Alumni Spotlight
Incurable Romantics
An alumni couple reflects on their lives together.
It was the first day of medical school, and Stefan Chimoskey — clutching a cup of coffee — was hurrying to his seat in the lecture hall. Then his heart stopped: There was a pretty, dark-haired young woman at the bottom of the stairs. Seeing the cup, she smiled at him and said, “Hey, that looks good.”
In what was to become a family legend, Stefan Chimoskey, MD ’99, MBA, extended the cup and blurted, “Would you like some?”
Although Rossana Chang, MD ’99, politely declined, that meeting broke the ice. When the two found each other on the same bus during a weekend orientation trip, they hit it off. Soon, they were friends and study partners — but Chimoskey was interested in more.

_Excerpted data_
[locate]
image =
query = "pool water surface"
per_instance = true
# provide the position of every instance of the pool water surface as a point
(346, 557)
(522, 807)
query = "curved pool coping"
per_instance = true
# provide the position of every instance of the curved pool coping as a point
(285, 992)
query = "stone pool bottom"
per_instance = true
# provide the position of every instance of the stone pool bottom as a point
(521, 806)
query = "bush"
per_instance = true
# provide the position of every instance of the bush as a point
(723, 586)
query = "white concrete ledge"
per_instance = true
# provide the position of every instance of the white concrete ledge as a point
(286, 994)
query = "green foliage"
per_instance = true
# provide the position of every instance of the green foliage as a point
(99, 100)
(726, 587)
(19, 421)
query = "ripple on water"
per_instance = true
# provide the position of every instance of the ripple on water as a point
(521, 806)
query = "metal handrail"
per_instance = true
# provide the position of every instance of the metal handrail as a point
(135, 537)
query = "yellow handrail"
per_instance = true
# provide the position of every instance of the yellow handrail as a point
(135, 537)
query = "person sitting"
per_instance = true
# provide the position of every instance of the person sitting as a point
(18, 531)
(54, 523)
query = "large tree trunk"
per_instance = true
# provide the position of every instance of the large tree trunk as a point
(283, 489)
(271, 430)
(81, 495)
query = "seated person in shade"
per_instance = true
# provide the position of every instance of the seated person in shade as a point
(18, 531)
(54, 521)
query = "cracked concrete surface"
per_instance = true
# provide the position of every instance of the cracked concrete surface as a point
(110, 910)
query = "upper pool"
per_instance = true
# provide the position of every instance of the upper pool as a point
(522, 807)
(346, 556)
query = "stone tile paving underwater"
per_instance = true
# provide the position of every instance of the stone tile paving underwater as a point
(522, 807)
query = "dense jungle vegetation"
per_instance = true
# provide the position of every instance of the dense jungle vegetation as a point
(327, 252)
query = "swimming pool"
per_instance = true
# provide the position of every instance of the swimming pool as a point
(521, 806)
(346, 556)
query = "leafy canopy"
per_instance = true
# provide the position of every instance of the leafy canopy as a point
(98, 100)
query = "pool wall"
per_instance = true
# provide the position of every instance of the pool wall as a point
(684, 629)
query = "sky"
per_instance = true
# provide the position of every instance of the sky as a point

_About this exercise_
Change "cup" to "mug" in the alumni couple profile, giving it again starting at "Alumni Spotlight" and ending at "interested in more.".

_The answer_
Alumni Spotlight
Incurable Romantics
An alumni couple reflects on their lives together.
It was the first day of medical school, and Stefan Chimoskey — clutching a mug of coffee — was hurrying to his seat in the lecture hall. Then his heart stopped: There was a pretty, dark-haired young woman at the bottom of the stairs. Seeing the mug, she smiled at him and said, “Hey, that looks good.”
In what was to become a family legend, Stefan Chimoskey, MD ’99, MBA, extended the mug and blurted, “Would you like some?”
Although Rossana Chang, MD ’99, politely declined, that meeting broke the ice. When the two found each other on the same bus during a weekend orientation trip, they hit it off. Soon, they were friends and study partners — but Chimoskey was interested in more.